**EXERCISE TASK**
Edit every item below so that each "set one pin" becomes "place a single marker", and keep everything else the same.

**SUPPLIED INFORMATION**
+++
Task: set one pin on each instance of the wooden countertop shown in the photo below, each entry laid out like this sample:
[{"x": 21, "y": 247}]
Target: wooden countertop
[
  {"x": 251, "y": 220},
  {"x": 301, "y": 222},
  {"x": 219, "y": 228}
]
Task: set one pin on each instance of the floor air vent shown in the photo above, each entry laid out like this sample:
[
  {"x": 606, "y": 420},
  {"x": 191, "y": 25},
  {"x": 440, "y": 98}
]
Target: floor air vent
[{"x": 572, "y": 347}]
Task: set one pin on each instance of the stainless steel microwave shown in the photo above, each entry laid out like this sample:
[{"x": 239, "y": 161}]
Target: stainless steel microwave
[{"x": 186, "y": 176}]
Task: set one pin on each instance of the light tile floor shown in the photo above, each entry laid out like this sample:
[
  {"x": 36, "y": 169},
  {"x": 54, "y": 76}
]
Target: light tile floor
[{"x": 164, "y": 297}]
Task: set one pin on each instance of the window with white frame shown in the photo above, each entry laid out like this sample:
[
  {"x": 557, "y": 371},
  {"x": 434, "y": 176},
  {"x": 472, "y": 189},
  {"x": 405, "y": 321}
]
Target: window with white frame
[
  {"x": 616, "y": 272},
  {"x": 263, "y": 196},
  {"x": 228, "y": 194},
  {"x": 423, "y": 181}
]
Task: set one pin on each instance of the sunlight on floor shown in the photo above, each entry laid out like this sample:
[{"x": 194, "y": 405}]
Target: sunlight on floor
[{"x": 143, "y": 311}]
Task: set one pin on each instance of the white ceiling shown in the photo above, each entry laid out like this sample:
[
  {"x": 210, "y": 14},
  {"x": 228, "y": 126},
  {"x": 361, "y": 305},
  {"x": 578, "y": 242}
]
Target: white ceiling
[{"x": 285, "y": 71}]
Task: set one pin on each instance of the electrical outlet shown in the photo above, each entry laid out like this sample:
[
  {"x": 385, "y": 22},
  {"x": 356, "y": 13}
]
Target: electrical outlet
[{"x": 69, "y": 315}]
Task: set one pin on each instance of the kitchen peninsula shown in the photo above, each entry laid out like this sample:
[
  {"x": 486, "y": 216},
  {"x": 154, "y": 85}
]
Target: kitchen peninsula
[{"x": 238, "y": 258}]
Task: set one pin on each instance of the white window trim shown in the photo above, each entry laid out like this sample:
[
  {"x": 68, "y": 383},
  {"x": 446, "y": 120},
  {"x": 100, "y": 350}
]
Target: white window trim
+++
**OUTPUT**
Task: place a single marker on each instance of the wooden countertop shown in the photo below, each entry laid out like this sample:
[{"x": 21, "y": 247}]
Target: wooden countertop
[
  {"x": 251, "y": 220},
  {"x": 301, "y": 222},
  {"x": 219, "y": 228}
]
Task: place a single marker on each instance of the floor air vent shown in the photo above, each entry laid out like this sample:
[
  {"x": 606, "y": 420},
  {"x": 191, "y": 25},
  {"x": 440, "y": 98}
]
Target: floor air vent
[{"x": 572, "y": 347}]
Task: place a single marker on each instance of the stainless steel microwave shown in the photo above, each entry laid out like this sample:
[{"x": 239, "y": 161}]
Target: stainless steel microwave
[{"x": 186, "y": 176}]
Task: place a single marker on each instance of the light tile floor shown in the photo above, each entry laid out like this sample:
[
  {"x": 36, "y": 169},
  {"x": 54, "y": 76}
]
Target: light tile floor
[{"x": 164, "y": 297}]
Task: place a single marker on each instance of the window with white frame shown in the photo above, each entry laid out like this sample:
[
  {"x": 557, "y": 371},
  {"x": 434, "y": 176},
  {"x": 472, "y": 189},
  {"x": 405, "y": 321}
]
Target: window with white frame
[
  {"x": 616, "y": 272},
  {"x": 263, "y": 196},
  {"x": 228, "y": 194},
  {"x": 423, "y": 181}
]
Task: place a single marker on each instance of the sunlight on floor shown in the photo above, each entry laid out like this sample:
[{"x": 194, "y": 405}]
Target: sunlight on floor
[{"x": 143, "y": 311}]
Task: place a single marker on each instance of the white ceiling shown in the photo above, each entry laid out like this sample:
[
  {"x": 210, "y": 14},
  {"x": 228, "y": 126},
  {"x": 361, "y": 305},
  {"x": 578, "y": 242}
]
Target: white ceiling
[{"x": 285, "y": 71}]
Task: place a single marker on each instance of the electrical outlet shown in the photo above, each entry laid out like this sample:
[
  {"x": 385, "y": 22},
  {"x": 356, "y": 13}
]
Target: electrical outlet
[{"x": 69, "y": 315}]
Task: place a single marker on each instance of the kitchen peninsula shown in the photo above, each entry laid out like this sample:
[
  {"x": 486, "y": 216},
  {"x": 154, "y": 85}
]
Target: kitchen peninsula
[{"x": 238, "y": 258}]
Task: place a single marker on each instance of the white window trim shown in the photo above, each entry laid out like this sample:
[
  {"x": 68, "y": 383},
  {"x": 446, "y": 120},
  {"x": 100, "y": 350}
]
Target: white window trim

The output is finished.